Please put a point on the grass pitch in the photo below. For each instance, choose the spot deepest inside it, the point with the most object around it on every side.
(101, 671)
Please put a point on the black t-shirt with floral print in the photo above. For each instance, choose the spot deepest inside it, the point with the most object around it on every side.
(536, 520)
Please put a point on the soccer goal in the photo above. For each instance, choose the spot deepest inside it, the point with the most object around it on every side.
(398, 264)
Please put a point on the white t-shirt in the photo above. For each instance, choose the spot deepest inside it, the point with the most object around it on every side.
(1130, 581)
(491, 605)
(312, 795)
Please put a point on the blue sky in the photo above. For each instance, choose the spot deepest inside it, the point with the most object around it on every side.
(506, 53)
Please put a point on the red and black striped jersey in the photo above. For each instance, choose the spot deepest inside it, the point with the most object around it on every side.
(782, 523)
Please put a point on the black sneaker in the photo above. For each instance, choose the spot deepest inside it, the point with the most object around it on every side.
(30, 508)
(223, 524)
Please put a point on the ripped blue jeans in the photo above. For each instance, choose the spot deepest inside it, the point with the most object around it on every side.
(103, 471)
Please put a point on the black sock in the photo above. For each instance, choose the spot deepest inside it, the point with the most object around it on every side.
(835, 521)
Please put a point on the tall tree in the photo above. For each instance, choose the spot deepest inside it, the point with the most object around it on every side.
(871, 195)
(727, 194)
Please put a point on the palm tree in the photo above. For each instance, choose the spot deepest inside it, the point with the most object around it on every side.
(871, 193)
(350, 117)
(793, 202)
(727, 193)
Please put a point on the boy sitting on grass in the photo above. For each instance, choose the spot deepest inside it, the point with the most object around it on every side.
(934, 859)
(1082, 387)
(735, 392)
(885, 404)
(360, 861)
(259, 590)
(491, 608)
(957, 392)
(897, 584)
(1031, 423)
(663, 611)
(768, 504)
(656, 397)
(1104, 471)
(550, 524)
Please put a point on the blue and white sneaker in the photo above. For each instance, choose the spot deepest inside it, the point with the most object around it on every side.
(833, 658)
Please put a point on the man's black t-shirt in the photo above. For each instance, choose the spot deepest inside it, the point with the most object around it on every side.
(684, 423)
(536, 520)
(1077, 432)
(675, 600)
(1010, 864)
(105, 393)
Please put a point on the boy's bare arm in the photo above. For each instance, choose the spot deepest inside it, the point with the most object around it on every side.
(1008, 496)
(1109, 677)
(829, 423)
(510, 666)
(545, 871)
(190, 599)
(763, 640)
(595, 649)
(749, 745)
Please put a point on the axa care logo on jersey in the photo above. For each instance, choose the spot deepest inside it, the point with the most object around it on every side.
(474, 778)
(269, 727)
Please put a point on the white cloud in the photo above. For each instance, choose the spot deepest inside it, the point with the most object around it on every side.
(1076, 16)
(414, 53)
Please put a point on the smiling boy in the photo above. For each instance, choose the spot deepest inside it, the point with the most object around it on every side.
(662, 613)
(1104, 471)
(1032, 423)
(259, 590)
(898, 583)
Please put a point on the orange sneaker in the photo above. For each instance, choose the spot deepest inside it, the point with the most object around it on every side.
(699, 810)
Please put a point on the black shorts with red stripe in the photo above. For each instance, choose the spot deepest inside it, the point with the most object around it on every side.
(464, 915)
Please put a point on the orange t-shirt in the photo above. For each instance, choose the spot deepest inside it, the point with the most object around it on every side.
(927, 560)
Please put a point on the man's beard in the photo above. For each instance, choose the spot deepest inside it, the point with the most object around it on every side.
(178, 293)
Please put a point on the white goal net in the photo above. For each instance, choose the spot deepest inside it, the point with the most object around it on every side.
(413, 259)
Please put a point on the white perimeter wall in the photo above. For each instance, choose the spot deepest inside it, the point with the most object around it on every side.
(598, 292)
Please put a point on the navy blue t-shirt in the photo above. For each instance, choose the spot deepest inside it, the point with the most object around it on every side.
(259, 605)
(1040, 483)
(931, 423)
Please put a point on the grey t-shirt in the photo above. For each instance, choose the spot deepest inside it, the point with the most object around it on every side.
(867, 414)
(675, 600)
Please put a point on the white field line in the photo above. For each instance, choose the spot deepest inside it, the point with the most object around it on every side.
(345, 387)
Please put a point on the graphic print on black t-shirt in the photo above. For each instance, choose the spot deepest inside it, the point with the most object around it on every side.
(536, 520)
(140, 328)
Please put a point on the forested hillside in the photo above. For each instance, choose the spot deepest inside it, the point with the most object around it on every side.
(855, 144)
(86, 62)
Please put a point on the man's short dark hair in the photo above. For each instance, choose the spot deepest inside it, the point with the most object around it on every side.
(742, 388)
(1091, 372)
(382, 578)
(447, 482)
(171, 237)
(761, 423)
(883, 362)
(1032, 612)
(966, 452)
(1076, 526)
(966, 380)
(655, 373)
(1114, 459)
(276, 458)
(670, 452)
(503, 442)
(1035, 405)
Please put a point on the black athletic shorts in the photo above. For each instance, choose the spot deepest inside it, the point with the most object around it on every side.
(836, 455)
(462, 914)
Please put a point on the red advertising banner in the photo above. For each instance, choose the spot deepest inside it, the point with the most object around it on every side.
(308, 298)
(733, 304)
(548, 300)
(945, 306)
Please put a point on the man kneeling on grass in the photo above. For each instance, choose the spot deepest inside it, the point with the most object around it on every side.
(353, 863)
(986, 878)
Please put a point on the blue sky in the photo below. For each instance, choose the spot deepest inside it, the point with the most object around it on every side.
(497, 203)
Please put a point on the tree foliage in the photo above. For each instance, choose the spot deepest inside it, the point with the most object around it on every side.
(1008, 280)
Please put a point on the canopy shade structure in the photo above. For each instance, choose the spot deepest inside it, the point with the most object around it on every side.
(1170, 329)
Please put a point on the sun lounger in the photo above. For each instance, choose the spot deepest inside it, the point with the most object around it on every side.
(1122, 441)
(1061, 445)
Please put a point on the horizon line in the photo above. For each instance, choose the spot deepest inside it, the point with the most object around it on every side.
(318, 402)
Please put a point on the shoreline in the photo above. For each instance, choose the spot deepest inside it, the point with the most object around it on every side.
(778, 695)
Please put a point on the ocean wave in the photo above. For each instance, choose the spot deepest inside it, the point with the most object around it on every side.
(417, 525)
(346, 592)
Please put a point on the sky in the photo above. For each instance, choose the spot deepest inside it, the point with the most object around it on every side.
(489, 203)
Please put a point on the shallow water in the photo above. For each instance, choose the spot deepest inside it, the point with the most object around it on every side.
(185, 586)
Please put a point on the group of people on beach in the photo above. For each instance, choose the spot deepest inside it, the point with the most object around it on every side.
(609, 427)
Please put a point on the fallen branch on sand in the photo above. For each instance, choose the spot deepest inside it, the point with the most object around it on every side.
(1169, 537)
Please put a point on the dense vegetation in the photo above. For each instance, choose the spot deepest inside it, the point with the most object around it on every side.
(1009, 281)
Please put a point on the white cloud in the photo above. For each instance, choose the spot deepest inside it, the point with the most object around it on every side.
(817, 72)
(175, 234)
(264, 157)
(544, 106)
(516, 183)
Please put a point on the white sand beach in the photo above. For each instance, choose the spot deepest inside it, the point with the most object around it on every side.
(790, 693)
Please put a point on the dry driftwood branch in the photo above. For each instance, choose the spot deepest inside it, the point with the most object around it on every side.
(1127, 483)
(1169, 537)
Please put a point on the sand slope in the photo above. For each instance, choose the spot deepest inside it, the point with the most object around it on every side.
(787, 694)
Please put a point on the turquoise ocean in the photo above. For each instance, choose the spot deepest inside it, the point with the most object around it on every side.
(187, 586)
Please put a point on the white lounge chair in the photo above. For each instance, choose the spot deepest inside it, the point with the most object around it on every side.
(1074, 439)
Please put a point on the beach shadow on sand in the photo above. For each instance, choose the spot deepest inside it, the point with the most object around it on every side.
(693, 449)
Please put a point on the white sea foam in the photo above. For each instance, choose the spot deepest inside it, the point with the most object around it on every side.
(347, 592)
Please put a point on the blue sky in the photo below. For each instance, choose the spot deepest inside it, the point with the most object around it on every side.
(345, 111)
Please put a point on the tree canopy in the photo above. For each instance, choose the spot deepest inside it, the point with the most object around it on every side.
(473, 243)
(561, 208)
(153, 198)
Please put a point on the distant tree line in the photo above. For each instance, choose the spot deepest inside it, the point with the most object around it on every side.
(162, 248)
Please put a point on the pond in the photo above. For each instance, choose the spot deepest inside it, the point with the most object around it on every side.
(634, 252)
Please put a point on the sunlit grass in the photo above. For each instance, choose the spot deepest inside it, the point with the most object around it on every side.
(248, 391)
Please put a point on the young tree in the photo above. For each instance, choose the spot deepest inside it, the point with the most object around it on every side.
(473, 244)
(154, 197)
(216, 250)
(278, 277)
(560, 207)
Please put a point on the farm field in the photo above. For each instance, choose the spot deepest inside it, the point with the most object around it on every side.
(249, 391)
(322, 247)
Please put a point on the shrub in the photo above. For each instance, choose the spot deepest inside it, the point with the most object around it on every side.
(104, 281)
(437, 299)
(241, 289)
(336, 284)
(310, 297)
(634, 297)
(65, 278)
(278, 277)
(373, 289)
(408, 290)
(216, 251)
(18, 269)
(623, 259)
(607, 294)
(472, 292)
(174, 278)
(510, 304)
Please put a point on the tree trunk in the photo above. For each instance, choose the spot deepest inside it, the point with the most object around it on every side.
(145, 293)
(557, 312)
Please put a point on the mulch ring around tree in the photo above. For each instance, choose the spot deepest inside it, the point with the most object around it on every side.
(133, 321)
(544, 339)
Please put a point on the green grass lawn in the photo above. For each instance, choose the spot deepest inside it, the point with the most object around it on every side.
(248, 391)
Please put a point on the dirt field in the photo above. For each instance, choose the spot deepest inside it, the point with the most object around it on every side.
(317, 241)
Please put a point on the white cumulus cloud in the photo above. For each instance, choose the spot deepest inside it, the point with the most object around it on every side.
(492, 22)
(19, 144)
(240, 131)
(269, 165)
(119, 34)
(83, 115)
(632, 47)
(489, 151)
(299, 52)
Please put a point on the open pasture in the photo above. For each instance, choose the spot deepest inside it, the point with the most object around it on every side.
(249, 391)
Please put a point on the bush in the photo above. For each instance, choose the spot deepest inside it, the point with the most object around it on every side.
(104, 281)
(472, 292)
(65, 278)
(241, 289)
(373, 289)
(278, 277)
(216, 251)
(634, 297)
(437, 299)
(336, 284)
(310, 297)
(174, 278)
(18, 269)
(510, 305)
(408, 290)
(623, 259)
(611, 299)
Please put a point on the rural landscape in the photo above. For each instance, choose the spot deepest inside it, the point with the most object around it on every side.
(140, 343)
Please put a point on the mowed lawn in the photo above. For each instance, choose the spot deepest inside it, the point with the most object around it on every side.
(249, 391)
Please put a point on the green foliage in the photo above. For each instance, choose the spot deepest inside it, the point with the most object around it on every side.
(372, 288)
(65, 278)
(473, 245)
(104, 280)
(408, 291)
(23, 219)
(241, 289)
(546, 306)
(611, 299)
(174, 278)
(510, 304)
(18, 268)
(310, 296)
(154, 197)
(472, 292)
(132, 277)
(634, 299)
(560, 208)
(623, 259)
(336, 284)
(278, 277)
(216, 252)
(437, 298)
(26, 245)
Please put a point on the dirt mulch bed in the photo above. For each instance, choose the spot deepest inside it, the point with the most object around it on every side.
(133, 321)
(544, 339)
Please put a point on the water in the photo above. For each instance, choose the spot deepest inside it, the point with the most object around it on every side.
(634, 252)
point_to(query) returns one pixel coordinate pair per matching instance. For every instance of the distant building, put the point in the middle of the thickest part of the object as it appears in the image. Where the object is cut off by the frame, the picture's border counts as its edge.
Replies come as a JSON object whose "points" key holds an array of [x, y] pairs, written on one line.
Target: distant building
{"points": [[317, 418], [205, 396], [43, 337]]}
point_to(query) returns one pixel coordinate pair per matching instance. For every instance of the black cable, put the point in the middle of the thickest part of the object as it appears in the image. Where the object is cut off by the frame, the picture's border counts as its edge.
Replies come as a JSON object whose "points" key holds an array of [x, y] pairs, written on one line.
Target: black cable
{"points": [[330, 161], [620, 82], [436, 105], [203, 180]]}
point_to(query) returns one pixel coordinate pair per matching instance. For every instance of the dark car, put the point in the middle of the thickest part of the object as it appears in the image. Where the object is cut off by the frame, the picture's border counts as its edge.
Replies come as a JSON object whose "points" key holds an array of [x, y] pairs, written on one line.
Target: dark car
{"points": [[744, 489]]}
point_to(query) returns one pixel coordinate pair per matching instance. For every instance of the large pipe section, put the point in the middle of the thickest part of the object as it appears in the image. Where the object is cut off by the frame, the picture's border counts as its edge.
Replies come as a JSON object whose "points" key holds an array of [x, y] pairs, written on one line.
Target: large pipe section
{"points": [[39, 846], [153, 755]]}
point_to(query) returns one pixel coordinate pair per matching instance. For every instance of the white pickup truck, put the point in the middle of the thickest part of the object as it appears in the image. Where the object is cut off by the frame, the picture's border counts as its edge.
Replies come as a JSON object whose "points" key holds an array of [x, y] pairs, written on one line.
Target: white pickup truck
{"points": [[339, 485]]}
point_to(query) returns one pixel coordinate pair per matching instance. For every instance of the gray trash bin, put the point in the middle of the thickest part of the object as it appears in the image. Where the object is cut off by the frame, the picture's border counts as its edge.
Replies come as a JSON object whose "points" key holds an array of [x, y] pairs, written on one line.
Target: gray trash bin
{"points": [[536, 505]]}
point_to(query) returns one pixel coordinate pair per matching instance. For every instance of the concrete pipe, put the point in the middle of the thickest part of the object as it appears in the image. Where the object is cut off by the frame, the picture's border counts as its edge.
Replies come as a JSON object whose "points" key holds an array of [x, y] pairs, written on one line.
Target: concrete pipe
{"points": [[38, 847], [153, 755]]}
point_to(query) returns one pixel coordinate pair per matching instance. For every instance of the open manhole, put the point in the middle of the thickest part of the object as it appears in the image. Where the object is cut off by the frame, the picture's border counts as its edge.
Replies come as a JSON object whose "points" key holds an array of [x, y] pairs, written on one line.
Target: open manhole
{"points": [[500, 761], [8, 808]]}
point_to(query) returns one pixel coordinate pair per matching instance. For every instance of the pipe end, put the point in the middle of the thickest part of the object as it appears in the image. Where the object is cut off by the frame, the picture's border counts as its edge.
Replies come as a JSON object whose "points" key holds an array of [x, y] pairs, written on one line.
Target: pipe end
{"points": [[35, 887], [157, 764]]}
^^^^^^^^^^^^^^^^
> [Requirement]:
Above are the records; copy exactly the lines from the one with "of the open" through the final line.

> [Task response]:
point_to(query) returns one pixel coordinate pair per matching instance. For every instance of the open manhole, put the point in the middle of the thickest part of the object as it appears in the image. Where the object is cut off by the frame, the picture's border counts as its edge.
Replies come as a JSON object whose "points" key holds an array of [x, y] pairs, written on one line.
Target: open manhole
{"points": [[500, 761], [8, 808]]}
point_to(query) returns one pixel coordinate pair per matching instance. For every instance of the pipe end, put the point in the middle of the thickest part of the object as it appears in the image. Where the object is cut off by the frame, the picture's border counts as its edge.
Replies come as a JSON object whose "points" key holds an array of [x, y] pairs, written on one line.
Target: pipe end
{"points": [[35, 887], [157, 764]]}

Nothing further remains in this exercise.